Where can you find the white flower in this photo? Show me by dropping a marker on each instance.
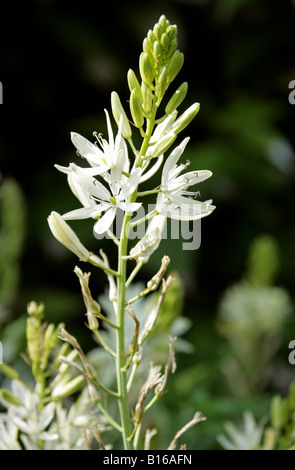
(102, 200)
(8, 434)
(27, 417)
(172, 201)
(151, 240)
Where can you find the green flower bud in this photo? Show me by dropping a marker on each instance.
(161, 146)
(146, 69)
(9, 371)
(157, 50)
(133, 83)
(136, 109)
(172, 48)
(174, 65)
(185, 118)
(8, 397)
(119, 113)
(147, 98)
(177, 98)
(161, 84)
(171, 30)
(165, 41)
(146, 46)
(151, 37)
(66, 236)
(158, 31)
(65, 389)
(164, 23)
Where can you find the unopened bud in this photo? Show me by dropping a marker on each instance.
(119, 113)
(65, 389)
(175, 64)
(136, 109)
(9, 371)
(161, 84)
(9, 398)
(147, 98)
(165, 41)
(162, 145)
(185, 118)
(133, 83)
(146, 68)
(66, 236)
(177, 98)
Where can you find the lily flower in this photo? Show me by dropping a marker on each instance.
(102, 200)
(112, 156)
(172, 201)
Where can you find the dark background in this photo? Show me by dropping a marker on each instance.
(60, 60)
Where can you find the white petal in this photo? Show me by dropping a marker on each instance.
(103, 224)
(172, 160)
(152, 170)
(131, 184)
(129, 206)
(84, 212)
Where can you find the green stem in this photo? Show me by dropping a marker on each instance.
(126, 420)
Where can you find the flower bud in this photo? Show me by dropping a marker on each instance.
(162, 145)
(133, 83)
(66, 236)
(147, 98)
(9, 371)
(157, 50)
(185, 118)
(119, 113)
(175, 64)
(161, 84)
(136, 109)
(146, 69)
(65, 389)
(165, 41)
(177, 98)
(9, 398)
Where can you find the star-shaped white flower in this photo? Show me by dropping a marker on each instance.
(172, 201)
(112, 156)
(100, 199)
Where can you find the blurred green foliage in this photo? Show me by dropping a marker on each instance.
(238, 64)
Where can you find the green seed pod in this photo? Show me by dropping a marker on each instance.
(177, 98)
(185, 118)
(158, 31)
(174, 65)
(146, 46)
(146, 68)
(66, 389)
(163, 22)
(165, 41)
(147, 98)
(136, 109)
(172, 48)
(9, 371)
(133, 83)
(151, 37)
(7, 396)
(119, 113)
(171, 30)
(157, 50)
(161, 84)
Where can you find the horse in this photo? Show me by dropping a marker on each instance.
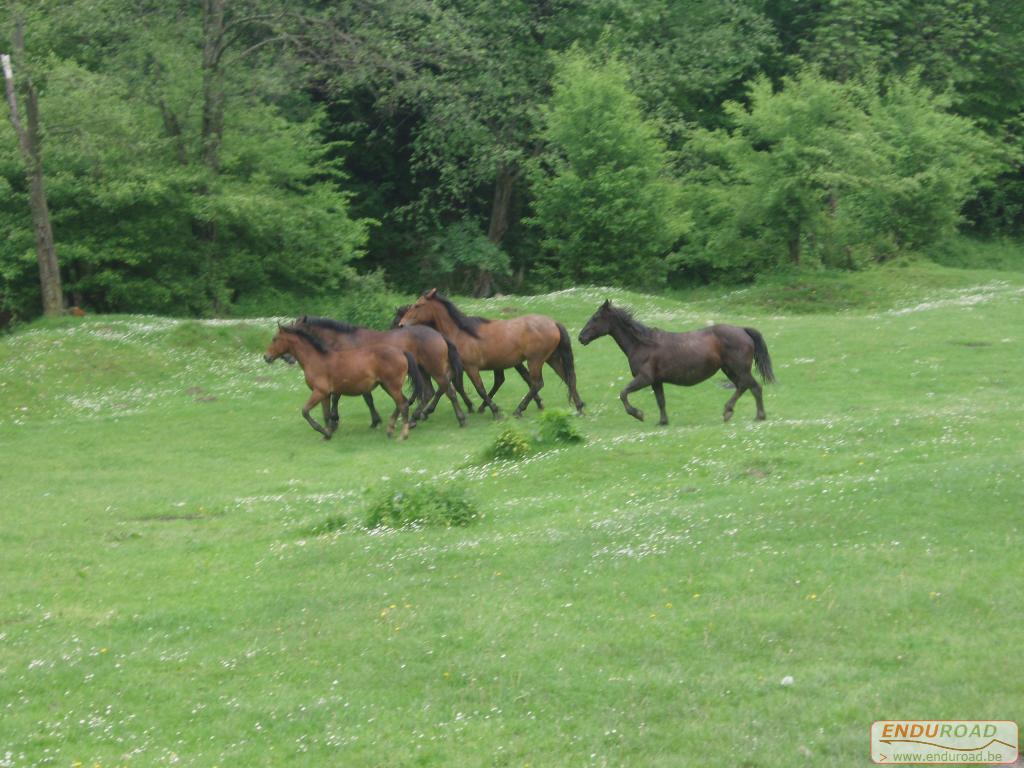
(657, 356)
(496, 345)
(499, 375)
(436, 356)
(350, 372)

Task instructions -
What belongs in the answer is each line above, reproduced exactly, and no picture.

Completed task -
Where can you find the white flower in this photo? Show me by dropping a marker on each instance.
(102, 200)
(8, 434)
(27, 417)
(172, 201)
(151, 240)
Where can you find the green flower bud in this photo? Show me by dropping a marker on each instance.
(161, 146)
(146, 69)
(9, 371)
(157, 50)
(133, 83)
(136, 109)
(172, 48)
(174, 65)
(185, 118)
(8, 397)
(119, 113)
(147, 98)
(177, 98)
(161, 84)
(171, 30)
(165, 41)
(146, 46)
(151, 37)
(66, 236)
(158, 31)
(65, 389)
(164, 23)
Where can you find the unopened bud in this photo? Show me by dropping a marker on each instance.
(119, 113)
(65, 389)
(175, 64)
(136, 109)
(9, 371)
(161, 84)
(9, 398)
(147, 98)
(165, 41)
(162, 145)
(185, 118)
(133, 83)
(146, 68)
(66, 236)
(177, 98)
Where can you find the lily flower in this photo? Show me by dropping a marker on each instance.
(102, 200)
(112, 156)
(172, 201)
Where can you find the dark background in this photo? Show me by dropping a marker on each instance.
(60, 60)
Where can you find the white petal in this photo? Show me by dropping a marker on each instance.
(103, 224)
(172, 160)
(152, 170)
(131, 184)
(129, 206)
(84, 212)
Where can you find the green stem in this photo? Show me by dropping a marker on each instance.
(126, 420)
Where can you find the flower bud in this photo? Show me by dropping a marker on each instance.
(162, 145)
(133, 83)
(66, 236)
(147, 98)
(9, 371)
(157, 50)
(185, 118)
(119, 113)
(175, 64)
(161, 84)
(136, 109)
(146, 69)
(65, 389)
(165, 41)
(177, 98)
(9, 398)
Where can you find the star-shaped white flower in this photo? Show me by dropping a marker on each instance.
(172, 201)
(112, 156)
(100, 199)
Where can you find the blurred green foliage in this photo? Show me by dropping a marker on each instance.
(238, 64)
Where can you find the green seed pod in this photo? Show me by dropping a marker on each instance.
(177, 98)
(185, 118)
(158, 31)
(174, 65)
(146, 46)
(146, 68)
(66, 389)
(163, 22)
(165, 41)
(147, 98)
(136, 109)
(172, 48)
(9, 371)
(133, 83)
(151, 37)
(7, 396)
(119, 113)
(171, 30)
(157, 50)
(161, 84)
Where can you find the horse in this photo? Show me by dropping a marker on each instance.
(657, 356)
(496, 345)
(499, 375)
(436, 356)
(350, 372)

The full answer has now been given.